>> BEGIN
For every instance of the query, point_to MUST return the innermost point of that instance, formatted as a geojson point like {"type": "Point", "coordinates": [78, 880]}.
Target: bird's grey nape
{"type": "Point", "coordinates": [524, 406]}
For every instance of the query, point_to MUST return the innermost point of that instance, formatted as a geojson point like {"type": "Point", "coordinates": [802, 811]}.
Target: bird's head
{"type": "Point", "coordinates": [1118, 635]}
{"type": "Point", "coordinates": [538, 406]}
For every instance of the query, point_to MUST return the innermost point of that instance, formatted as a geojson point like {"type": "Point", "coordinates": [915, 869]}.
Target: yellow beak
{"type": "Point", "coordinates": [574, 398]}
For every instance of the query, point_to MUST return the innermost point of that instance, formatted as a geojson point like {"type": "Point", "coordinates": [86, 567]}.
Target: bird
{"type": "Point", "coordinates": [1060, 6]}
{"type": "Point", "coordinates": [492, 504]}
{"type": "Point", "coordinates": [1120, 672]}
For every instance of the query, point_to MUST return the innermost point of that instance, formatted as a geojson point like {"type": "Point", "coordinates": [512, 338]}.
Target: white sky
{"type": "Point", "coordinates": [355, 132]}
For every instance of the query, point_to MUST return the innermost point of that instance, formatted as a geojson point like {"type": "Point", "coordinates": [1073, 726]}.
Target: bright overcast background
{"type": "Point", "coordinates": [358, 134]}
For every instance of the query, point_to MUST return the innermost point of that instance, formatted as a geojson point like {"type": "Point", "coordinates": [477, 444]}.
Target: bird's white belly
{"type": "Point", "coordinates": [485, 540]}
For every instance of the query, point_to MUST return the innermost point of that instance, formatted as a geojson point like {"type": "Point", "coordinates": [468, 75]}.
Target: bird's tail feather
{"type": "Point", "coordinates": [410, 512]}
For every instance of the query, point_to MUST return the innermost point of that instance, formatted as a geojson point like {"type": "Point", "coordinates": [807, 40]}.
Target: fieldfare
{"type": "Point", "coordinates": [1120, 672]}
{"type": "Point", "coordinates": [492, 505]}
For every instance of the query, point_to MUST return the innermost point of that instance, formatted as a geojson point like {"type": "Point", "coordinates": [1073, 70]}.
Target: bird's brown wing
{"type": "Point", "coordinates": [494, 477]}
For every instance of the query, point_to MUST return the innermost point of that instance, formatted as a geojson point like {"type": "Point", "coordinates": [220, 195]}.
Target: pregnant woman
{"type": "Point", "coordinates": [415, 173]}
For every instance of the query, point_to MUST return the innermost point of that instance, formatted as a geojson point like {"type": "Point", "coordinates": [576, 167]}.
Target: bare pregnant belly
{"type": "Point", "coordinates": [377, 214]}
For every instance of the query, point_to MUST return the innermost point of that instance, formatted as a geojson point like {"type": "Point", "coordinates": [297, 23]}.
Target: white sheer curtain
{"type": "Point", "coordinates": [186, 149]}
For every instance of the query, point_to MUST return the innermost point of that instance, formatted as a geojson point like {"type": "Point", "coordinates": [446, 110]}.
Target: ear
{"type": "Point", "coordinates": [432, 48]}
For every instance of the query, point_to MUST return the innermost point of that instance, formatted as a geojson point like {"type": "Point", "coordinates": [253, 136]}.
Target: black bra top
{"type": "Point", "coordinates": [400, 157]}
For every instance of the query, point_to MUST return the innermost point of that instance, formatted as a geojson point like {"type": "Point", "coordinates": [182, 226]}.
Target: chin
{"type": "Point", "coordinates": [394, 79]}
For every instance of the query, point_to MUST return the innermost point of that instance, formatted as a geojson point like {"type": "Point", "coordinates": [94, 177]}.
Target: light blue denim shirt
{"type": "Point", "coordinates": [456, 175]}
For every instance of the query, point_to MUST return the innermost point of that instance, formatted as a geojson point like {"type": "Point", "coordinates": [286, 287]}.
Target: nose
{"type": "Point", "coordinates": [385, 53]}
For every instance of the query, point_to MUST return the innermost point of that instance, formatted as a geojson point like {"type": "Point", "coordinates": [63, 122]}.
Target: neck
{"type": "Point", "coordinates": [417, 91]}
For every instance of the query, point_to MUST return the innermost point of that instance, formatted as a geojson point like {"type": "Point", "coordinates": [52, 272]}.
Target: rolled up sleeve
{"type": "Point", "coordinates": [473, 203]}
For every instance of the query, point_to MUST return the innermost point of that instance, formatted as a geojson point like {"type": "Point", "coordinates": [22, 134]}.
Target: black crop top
>> END
### Written problem
Report every line above that contains the word "black", matching case exactly.

### Solution to this task
Target: black bra top
Target: black crop top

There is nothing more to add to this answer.